** Opening Data supplied block **
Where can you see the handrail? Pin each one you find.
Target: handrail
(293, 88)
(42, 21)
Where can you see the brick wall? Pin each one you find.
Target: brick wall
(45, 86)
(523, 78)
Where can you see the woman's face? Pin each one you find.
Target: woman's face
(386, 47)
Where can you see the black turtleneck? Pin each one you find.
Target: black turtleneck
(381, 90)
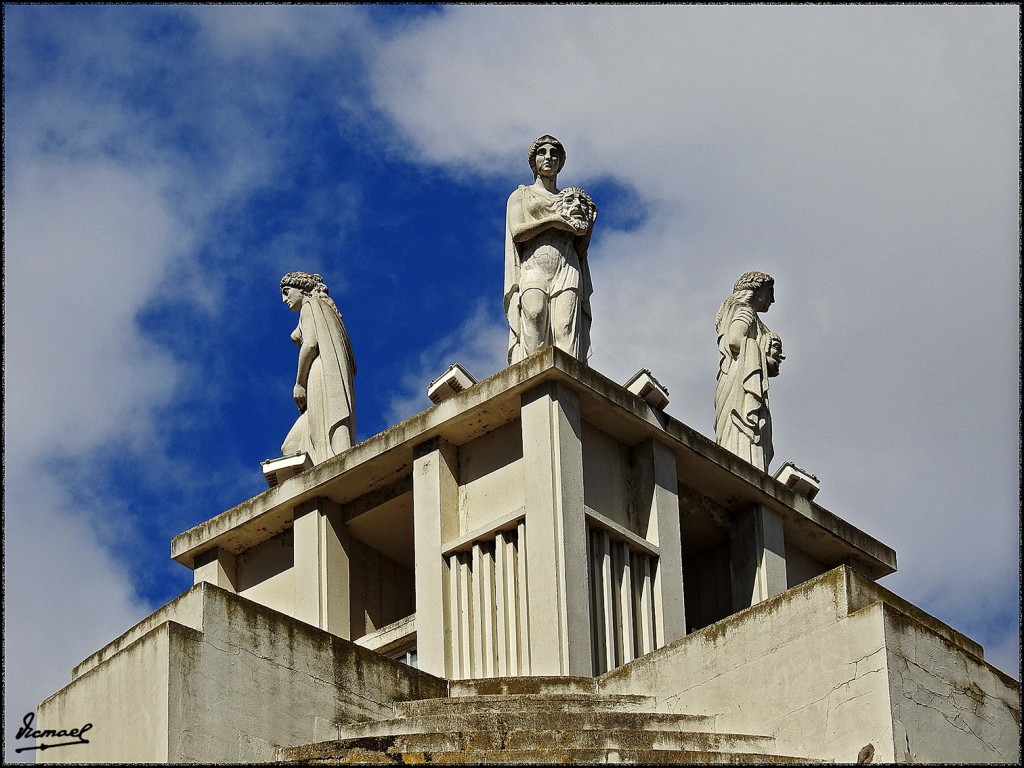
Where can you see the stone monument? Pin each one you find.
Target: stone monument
(543, 567)
(749, 355)
(547, 276)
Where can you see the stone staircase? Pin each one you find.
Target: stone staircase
(536, 721)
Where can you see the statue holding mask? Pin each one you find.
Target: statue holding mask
(547, 276)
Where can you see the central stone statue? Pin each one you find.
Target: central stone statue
(547, 278)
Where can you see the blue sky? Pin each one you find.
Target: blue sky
(165, 165)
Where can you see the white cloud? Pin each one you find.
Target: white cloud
(864, 156)
(85, 246)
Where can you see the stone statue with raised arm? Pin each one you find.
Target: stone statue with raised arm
(749, 355)
(547, 278)
(324, 384)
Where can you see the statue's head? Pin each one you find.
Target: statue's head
(309, 283)
(753, 281)
(756, 289)
(541, 141)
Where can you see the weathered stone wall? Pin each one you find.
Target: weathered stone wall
(124, 697)
(825, 669)
(246, 681)
(946, 706)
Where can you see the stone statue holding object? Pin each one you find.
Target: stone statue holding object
(547, 276)
(749, 355)
(324, 383)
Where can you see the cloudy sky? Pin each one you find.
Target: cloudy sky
(165, 165)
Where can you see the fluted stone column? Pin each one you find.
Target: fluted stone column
(322, 587)
(656, 498)
(758, 556)
(435, 505)
(556, 532)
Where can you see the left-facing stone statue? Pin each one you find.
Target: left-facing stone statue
(324, 390)
(749, 355)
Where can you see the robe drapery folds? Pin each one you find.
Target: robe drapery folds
(528, 209)
(328, 425)
(742, 420)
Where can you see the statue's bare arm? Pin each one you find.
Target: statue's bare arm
(524, 229)
(307, 352)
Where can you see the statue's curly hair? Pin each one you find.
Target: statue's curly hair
(742, 291)
(546, 139)
(311, 285)
(753, 281)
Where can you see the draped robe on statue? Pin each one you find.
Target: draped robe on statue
(328, 425)
(547, 258)
(742, 421)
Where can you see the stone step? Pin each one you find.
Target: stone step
(364, 756)
(537, 741)
(520, 685)
(581, 739)
(458, 720)
(525, 702)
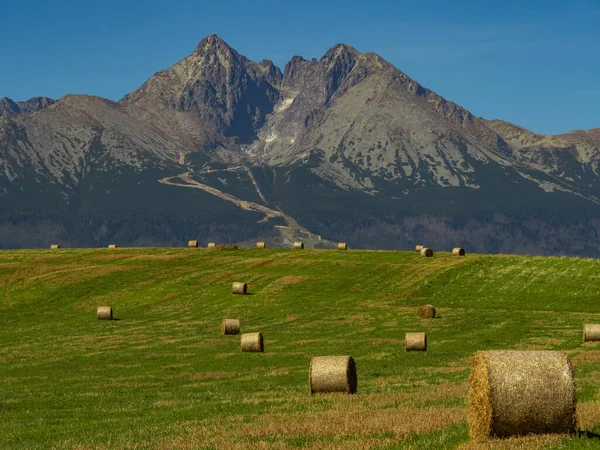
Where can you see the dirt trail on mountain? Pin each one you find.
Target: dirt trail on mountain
(244, 204)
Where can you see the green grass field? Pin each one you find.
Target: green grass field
(162, 376)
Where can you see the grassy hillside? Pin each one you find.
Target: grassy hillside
(164, 377)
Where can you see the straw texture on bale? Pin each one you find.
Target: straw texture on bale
(427, 252)
(230, 326)
(515, 393)
(332, 374)
(239, 288)
(252, 342)
(416, 342)
(427, 312)
(591, 332)
(104, 313)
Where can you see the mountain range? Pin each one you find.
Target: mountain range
(344, 148)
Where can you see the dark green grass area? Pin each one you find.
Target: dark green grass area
(162, 376)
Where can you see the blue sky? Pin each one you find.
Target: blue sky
(533, 63)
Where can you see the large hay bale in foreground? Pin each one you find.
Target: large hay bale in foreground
(515, 393)
(252, 342)
(427, 312)
(104, 313)
(591, 332)
(230, 326)
(239, 288)
(415, 342)
(427, 252)
(332, 374)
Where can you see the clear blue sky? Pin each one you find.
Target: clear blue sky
(534, 63)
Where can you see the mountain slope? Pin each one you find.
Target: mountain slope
(9, 108)
(345, 147)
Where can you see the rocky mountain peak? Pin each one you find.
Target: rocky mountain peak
(8, 107)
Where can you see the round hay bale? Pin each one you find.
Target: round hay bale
(416, 342)
(239, 288)
(427, 252)
(252, 342)
(591, 332)
(427, 312)
(230, 326)
(332, 374)
(515, 393)
(104, 313)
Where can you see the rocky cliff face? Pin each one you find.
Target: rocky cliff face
(8, 107)
(347, 145)
(229, 93)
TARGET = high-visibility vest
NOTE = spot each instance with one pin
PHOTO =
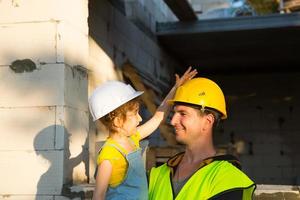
(210, 181)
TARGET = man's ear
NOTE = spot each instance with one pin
(210, 119)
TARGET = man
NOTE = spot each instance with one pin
(198, 173)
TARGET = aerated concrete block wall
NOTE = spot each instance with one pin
(114, 40)
(263, 124)
(43, 103)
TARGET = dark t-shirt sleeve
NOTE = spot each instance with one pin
(231, 195)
** Closing Data supplied block **
Task prompt
Would you copy the lines above exactly, starting with the one that has "Target: stone step" and ending with the one that has "Where can you see the round", both included, without the pictures?

Exercise answer
Target: stone step
(364, 756)
(537, 741)
(520, 685)
(581, 739)
(458, 720)
(525, 702)
Where can you see the dirt trail on mountain? Pin each one you find.
Target: dirt trail on mountain
(244, 204)
Where can you see the green grass field? Pin each one you find.
Target: green grass field
(162, 376)
Where can you see the grassy hillside? Pin each one you find.
Target: grassy hillside
(164, 377)
Where can you see the straw texture on bale? Pin each one you find.
Target: straw texture on bale
(427, 252)
(230, 326)
(515, 393)
(332, 374)
(239, 288)
(252, 342)
(416, 342)
(427, 312)
(591, 332)
(104, 313)
Where can you see the mountain range? Pin each one you find.
Target: mountain range
(344, 148)
Where can you see the dark green grass area? Pin each one you find.
Target: dark green grass area
(162, 376)
Where can you see the blue sky? Pin each one you find.
Target: blue sky
(533, 63)
Where can you see the large hay bale in foreground? Pin each one you find.
Target: large hay bale in foreground
(515, 393)
(252, 342)
(427, 312)
(104, 313)
(591, 332)
(230, 326)
(239, 288)
(415, 342)
(427, 252)
(332, 374)
Where can you see the clear blue sky? Pin each one you find.
Target: clear blue sky
(534, 63)
Where can you see the mountain slope? Pin each one you find.
Target: mountain slope
(9, 108)
(345, 147)
Where can you see the rocky mountain peak? Pin each one you find.
Target: rocky mountain peak
(8, 107)
Where can you see the round hay bale? Pin each one you find.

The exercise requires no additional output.